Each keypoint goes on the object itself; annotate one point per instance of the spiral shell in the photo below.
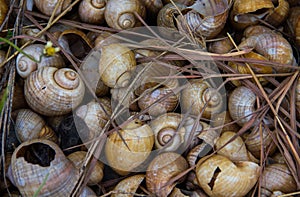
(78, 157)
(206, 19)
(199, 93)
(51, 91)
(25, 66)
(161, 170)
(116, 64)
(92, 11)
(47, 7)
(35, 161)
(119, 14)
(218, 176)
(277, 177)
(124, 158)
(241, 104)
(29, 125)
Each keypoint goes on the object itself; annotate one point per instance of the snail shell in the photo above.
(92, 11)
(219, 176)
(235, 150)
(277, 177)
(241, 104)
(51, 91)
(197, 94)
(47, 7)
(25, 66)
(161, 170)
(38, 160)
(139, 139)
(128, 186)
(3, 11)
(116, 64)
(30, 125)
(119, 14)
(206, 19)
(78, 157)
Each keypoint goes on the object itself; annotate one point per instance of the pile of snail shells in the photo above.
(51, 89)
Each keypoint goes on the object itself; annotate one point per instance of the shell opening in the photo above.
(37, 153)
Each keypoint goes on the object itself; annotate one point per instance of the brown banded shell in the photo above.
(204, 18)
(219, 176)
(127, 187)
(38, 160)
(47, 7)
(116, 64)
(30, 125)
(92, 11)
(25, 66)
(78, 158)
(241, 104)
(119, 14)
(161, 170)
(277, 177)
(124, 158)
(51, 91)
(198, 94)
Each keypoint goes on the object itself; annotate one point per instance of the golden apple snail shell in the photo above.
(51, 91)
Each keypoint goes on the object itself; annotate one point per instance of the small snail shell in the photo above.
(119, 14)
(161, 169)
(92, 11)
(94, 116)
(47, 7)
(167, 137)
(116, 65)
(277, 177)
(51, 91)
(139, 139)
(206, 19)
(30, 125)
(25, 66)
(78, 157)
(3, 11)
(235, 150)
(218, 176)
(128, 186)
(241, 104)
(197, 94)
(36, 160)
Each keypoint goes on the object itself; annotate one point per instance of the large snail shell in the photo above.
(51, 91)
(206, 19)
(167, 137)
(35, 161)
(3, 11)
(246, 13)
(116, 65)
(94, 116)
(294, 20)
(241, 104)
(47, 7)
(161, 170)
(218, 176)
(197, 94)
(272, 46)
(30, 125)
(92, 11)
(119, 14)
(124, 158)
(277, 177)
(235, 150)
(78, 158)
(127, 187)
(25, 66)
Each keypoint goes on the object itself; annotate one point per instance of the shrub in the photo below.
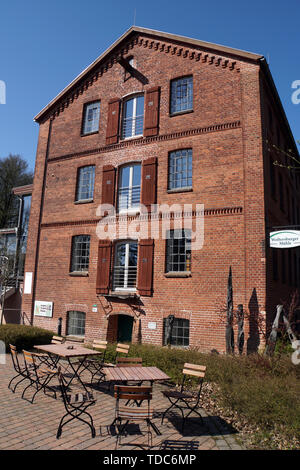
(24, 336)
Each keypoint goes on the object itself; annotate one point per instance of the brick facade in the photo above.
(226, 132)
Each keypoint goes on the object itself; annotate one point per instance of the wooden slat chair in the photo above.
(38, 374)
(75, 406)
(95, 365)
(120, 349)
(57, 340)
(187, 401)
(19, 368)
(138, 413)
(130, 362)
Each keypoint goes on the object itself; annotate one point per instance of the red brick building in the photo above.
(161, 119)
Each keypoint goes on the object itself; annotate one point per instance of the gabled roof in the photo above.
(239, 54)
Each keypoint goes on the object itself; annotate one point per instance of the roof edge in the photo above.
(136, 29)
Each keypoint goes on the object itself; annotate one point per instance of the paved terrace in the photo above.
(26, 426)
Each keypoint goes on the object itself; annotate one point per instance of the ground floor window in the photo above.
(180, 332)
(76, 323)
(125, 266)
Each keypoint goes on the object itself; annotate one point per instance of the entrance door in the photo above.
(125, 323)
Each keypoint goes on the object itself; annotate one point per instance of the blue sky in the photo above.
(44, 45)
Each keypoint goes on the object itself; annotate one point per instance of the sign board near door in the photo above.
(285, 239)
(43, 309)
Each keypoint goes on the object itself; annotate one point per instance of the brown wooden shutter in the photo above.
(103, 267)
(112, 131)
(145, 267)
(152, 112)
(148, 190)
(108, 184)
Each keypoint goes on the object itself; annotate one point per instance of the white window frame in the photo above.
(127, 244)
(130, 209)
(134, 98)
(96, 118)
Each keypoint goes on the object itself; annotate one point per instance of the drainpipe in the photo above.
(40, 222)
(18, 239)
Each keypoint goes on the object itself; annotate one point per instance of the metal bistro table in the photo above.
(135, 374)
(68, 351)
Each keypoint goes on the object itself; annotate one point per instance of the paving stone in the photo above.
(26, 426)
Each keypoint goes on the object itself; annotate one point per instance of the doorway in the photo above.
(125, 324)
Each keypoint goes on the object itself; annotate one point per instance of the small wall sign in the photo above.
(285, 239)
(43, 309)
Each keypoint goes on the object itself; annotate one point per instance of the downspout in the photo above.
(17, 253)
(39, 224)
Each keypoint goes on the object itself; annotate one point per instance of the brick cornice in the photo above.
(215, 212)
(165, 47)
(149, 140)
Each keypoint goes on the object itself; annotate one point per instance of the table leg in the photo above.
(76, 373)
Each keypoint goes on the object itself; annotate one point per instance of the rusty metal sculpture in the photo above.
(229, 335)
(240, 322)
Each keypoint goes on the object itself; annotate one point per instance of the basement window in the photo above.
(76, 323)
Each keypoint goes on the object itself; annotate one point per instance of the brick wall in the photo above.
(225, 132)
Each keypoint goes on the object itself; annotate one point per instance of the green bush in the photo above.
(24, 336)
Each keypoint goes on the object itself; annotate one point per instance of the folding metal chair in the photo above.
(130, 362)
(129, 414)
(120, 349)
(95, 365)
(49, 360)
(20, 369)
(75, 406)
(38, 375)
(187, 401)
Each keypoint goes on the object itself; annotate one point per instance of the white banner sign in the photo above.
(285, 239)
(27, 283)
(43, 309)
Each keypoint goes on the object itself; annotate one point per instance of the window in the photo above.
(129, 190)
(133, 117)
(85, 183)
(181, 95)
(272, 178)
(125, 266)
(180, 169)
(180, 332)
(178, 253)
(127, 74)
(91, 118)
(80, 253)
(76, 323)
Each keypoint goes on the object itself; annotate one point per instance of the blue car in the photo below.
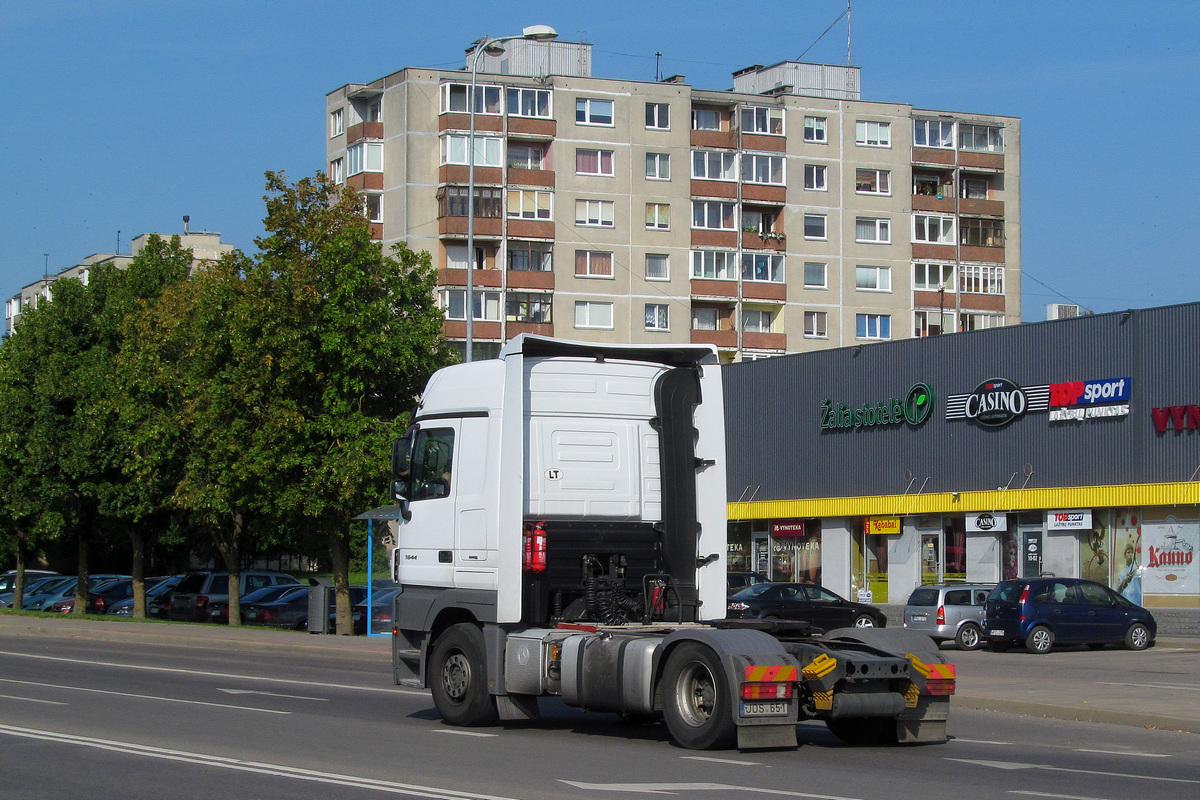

—————

Problem description:
Can you quote all of the entries above word for word, leaving the pictures out?

Solution below:
Each keypoint goes on the object itself; annotate one point per instance of the spiral shell in the photo below.
(78, 157)
(206, 19)
(199, 93)
(51, 91)
(25, 66)
(161, 170)
(116, 64)
(92, 11)
(47, 7)
(35, 161)
(119, 14)
(218, 176)
(277, 177)
(124, 158)
(241, 104)
(29, 125)
Each keypoint goes on the object itself; annotate one point per instance of the snail shell in the photo above.
(92, 11)
(219, 176)
(235, 150)
(277, 177)
(241, 104)
(51, 91)
(197, 94)
(47, 7)
(25, 66)
(161, 170)
(38, 160)
(139, 139)
(128, 186)
(3, 11)
(116, 64)
(30, 125)
(119, 14)
(206, 19)
(78, 157)
Each keypoint goes on the object itself; annotate one point per instance of the pile of snail shells in the photo above.
(51, 89)
Each keypoint goes on the object itself; annotate one point per instance of the shell opening in the photo above.
(37, 153)
Each keypoint goes on the object itself; annotate one point per instance of the brown banded shell in the photo above.
(204, 18)
(219, 176)
(127, 187)
(38, 160)
(47, 7)
(116, 64)
(30, 125)
(92, 11)
(25, 66)
(78, 158)
(241, 104)
(119, 14)
(161, 170)
(277, 177)
(124, 158)
(51, 91)
(198, 94)
Each keypoint goes on the object itself; annotate one point per instance of the golden apple snail shell in the photo above.
(51, 91)
Each keypoint goes on the object itself; annotate one point per instance of the small snail shell in the photo above.
(119, 14)
(161, 169)
(92, 11)
(94, 116)
(47, 7)
(167, 137)
(116, 65)
(277, 177)
(51, 91)
(139, 139)
(206, 19)
(30, 125)
(25, 66)
(78, 157)
(3, 11)
(235, 150)
(218, 176)
(128, 186)
(241, 104)
(197, 94)
(36, 160)
Each keypoint goes on the object itself; annotate one point per instance of the large snail shell in the photo above.
(51, 91)
(206, 19)
(167, 137)
(35, 161)
(3, 11)
(246, 13)
(116, 65)
(94, 116)
(294, 20)
(241, 104)
(47, 7)
(161, 170)
(218, 176)
(197, 94)
(272, 46)
(30, 125)
(92, 11)
(119, 14)
(124, 158)
(277, 177)
(235, 150)
(78, 158)
(127, 187)
(25, 66)
Each keypoint goes on the object itself; annotate one point per instance of the shrub in the photo below.
(24, 336)
Each keypoint goes on the object itself; annotate one point per instance of the brick facade in the photo above.
(226, 132)
Each keypoint goes on the object itself; annotate one point per instance of the wooden slat chair in the photo above.
(38, 374)
(75, 406)
(95, 365)
(120, 349)
(57, 340)
(187, 401)
(19, 368)
(138, 413)
(130, 362)
Each keypoint goes on the object itself; annotate one point per instance of the red brick building in the photo above.
(161, 119)
Each keypoint goes on the object itself; annotate one point per instance of the gabled roof in the photo above.
(239, 54)
Each keypoint goes on the object itself; annotate one point per instance of the roof edge in the photo above.
(136, 29)
Each keypoint goes on the object itself; annotate one point per instance of the paved terrace in the photo above.
(26, 426)
Each keypoint goes on the object itself; annotate one point per instance of the ground floor window in the photo above.
(180, 332)
(76, 323)
(125, 266)
Each keypoint goes on the object itself; annotate one point per instance of the entrance door in the photo above.
(125, 323)
Each keypoint goes on the object itself; annotate one point per instance of the blue sky in the photo above.
(44, 45)
Each keypoint goes on the object itself; annotate one point per instance of the sign board near door in the photo above.
(285, 239)
(43, 309)
Each keypoint goes on the object itself; annotate one point per instance of the brown wooden shutter in the photo above.
(103, 267)
(112, 131)
(145, 267)
(152, 112)
(148, 190)
(108, 184)
Each keypoint goes on the object itself; annotate one point per instance of the white window frame in the photo above.
(127, 244)
(130, 209)
(134, 98)
(96, 118)
Each keypoint goes on the object itself; annotate one point per instance of the drainpipe in the photo above.
(40, 222)
(18, 239)
Each keypoint goes on the object itself; annotate one point per instance of the metal bistro table in the photo above.
(135, 374)
(68, 351)
Each keypoint goes on the object itself; annotate one point per instance of the paving stone in the photo above.
(26, 426)
Each keypoint goes on the object itself; annotate one point per instance of the doorway in the photo above.
(125, 324)
Each keypoint goes on the object itself; annotate one point per instance of the small wall sign in the photo above.
(285, 239)
(43, 309)
Each keypoint goes on the object itself; annotate one point per instance of the downspout in the photo above.
(17, 253)
(39, 224)
Each keypoint goes on the object itself; annotate one point per instance of the brick cornice in the photo above.
(215, 212)
(165, 47)
(149, 140)
Each keypoint goes on the object itself; annotate one point per instance of the table leg in the photo above.
(76, 373)
Each keypoint goes on the object itself; annotate one point per instance of the rusty metal sculpture in the photo above.
(229, 335)
(240, 322)
Each keypoint goes on the object itself; annotate one point per instance of the basement window in the photo above.
(76, 323)
Each keypoint goes on the object itself; annotate one point per instance of the brick wall in the photo above.
(225, 132)
Each keypoint goes on the object itself; annotate one point per instance of the green bush in the photo above.
(24, 336)
Each keypoint goes on the object itself; annotate one point per instance of the folding metal chair in the photo above.
(130, 362)
(129, 414)
(120, 349)
(95, 365)
(49, 360)
(20, 369)
(75, 406)
(38, 375)
(187, 401)
Each keypoint goes on the object itself; annotate one point per instance of the white banner sign in the photo above.
(285, 239)
(27, 283)
(43, 309)
Each keypoint goes on the object itself; annotate one point per instance of the window in the photo above.
(129, 190)
(133, 117)
(85, 183)
(181, 95)
(272, 178)
(125, 266)
(180, 169)
(180, 332)
(178, 253)
(127, 74)
(91, 118)
(80, 253)
(76, 323)
Each keypoint goes on the object itself; annotate one point per instance of the blue car in the photo below.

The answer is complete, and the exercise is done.